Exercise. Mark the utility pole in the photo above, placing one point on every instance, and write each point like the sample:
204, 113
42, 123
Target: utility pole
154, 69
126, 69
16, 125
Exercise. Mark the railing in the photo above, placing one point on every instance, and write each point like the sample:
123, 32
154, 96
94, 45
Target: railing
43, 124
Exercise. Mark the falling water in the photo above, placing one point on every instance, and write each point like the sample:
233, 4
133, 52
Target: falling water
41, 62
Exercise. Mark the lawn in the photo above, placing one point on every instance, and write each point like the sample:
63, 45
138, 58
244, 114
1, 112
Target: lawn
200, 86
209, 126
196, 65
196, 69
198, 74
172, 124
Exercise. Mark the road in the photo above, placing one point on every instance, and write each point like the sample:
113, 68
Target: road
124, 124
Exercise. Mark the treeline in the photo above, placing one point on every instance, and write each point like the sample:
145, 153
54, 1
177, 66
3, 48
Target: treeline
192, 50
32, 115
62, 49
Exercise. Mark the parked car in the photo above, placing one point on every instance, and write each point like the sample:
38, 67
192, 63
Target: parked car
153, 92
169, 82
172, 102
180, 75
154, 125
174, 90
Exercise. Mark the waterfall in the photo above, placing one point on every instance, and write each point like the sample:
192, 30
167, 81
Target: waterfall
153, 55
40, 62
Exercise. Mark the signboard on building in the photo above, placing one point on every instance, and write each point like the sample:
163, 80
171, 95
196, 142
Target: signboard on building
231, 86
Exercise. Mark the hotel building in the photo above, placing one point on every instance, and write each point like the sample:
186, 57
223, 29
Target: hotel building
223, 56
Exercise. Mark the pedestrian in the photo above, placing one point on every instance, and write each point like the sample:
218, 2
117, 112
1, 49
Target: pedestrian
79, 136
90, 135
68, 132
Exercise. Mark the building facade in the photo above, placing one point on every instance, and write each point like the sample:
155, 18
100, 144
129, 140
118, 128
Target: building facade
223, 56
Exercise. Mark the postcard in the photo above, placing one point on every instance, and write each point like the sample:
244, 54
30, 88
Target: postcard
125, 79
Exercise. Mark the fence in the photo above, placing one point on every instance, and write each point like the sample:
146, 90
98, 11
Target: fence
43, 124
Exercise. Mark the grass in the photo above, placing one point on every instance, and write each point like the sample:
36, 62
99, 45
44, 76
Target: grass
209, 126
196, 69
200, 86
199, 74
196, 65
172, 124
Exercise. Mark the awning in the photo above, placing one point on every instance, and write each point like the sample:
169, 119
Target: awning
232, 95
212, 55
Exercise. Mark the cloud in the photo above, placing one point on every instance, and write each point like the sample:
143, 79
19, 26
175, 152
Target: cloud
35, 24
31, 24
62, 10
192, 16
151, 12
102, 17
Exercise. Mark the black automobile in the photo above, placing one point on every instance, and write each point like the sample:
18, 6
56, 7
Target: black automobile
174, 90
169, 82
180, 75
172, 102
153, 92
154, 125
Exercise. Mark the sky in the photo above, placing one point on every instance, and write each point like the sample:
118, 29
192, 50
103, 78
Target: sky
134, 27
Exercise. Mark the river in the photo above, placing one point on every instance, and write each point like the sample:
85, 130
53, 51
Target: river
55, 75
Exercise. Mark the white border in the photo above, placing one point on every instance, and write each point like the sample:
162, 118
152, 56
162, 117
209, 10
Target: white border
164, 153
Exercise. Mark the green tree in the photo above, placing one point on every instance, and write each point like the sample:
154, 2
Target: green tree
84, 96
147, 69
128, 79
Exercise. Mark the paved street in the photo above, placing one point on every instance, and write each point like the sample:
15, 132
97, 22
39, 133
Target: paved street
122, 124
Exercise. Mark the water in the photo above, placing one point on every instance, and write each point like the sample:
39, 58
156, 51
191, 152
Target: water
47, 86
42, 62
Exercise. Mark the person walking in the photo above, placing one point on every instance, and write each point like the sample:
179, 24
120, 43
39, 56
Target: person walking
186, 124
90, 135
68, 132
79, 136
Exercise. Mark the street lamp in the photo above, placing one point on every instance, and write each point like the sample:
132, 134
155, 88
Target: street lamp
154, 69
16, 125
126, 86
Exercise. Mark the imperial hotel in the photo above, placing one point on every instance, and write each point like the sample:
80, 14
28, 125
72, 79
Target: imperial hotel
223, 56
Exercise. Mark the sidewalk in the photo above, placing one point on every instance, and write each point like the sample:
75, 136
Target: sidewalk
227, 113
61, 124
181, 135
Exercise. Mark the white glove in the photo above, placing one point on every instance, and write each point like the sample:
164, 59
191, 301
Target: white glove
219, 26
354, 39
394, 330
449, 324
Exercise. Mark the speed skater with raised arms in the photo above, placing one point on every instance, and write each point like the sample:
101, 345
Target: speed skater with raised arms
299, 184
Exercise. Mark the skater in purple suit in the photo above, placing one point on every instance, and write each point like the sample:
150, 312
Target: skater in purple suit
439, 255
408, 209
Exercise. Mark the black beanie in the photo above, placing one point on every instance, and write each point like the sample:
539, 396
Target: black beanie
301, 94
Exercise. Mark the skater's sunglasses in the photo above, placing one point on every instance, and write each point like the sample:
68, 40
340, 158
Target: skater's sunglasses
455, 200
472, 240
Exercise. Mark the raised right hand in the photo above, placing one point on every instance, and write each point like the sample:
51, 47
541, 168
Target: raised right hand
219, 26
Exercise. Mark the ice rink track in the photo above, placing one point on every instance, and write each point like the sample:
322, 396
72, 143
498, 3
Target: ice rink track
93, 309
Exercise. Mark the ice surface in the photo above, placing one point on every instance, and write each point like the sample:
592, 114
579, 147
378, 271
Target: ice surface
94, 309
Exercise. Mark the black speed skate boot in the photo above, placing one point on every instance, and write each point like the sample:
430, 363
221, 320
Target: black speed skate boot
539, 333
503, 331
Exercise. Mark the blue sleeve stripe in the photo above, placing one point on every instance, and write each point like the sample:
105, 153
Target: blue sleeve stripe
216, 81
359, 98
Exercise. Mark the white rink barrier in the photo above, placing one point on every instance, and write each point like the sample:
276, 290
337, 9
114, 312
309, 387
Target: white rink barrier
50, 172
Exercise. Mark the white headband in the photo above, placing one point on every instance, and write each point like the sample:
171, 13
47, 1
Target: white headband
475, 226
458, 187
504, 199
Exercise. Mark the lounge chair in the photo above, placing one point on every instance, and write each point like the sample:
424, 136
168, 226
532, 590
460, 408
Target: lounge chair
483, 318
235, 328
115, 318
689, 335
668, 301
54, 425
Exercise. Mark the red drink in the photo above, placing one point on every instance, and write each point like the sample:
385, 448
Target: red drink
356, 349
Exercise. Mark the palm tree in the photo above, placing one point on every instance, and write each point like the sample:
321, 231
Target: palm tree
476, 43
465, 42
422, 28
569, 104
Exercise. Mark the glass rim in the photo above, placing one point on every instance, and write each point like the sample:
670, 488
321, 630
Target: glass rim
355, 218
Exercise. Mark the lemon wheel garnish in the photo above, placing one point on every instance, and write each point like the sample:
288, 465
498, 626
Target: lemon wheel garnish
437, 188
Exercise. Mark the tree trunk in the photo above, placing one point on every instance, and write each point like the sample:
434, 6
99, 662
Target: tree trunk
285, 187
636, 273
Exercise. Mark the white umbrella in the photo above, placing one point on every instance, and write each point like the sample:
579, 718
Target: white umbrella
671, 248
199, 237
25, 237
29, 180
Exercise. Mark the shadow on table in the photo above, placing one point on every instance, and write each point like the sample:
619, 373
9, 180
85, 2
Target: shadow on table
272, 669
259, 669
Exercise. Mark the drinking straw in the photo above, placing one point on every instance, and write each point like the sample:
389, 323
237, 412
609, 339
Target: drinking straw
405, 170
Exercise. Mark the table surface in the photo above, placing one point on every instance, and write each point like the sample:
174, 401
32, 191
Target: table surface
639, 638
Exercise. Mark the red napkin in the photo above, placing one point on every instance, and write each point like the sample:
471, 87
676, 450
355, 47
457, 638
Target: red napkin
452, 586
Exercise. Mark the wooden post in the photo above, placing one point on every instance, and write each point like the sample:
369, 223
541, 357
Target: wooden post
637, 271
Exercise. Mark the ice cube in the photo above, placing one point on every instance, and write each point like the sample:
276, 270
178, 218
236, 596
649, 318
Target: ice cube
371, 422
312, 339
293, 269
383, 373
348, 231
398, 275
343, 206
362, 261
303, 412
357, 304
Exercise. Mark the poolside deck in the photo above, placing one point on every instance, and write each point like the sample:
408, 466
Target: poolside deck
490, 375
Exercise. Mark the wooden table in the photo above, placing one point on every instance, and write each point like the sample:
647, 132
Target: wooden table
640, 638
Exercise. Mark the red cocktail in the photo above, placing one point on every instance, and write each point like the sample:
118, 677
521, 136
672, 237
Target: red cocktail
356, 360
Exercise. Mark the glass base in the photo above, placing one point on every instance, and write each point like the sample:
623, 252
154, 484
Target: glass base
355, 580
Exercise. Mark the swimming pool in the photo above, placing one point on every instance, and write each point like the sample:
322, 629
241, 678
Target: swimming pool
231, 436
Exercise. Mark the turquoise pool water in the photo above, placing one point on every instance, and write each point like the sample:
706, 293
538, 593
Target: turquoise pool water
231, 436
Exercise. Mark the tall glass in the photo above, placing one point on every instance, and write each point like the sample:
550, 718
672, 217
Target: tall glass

Task objective
Copy out the lines starting at the one that contains "Exercise. Mark the red cocktail" and ending with the last line, keeping every character unchanged.

Solution to the problem
Exercise. Mark the red cocktail in the photo above, placing one point on every instance, and write each point like the sample:
118, 677
521, 136
672, 237
Target: red cocktail
356, 360
Exercise. Mark the glass base in the photo above, placing one point on every instance, and write each point like the sample:
623, 252
154, 484
Target: glass base
355, 580
Exercise. Mark the swimming pool in the photo above, placing one point on every instance, and write each point like the sample:
322, 629
241, 678
Target: swimming pool
231, 436
Exercise. Mark the turquoise pool water in the photo above, placing one point on every instance, and write each point like the sample:
706, 293
538, 593
Target: turquoise pool water
231, 436
Exercise. Mark the tall glass in the photo above, placing one point on every instance, and write each point like the sample:
550, 718
672, 217
Target: tall glass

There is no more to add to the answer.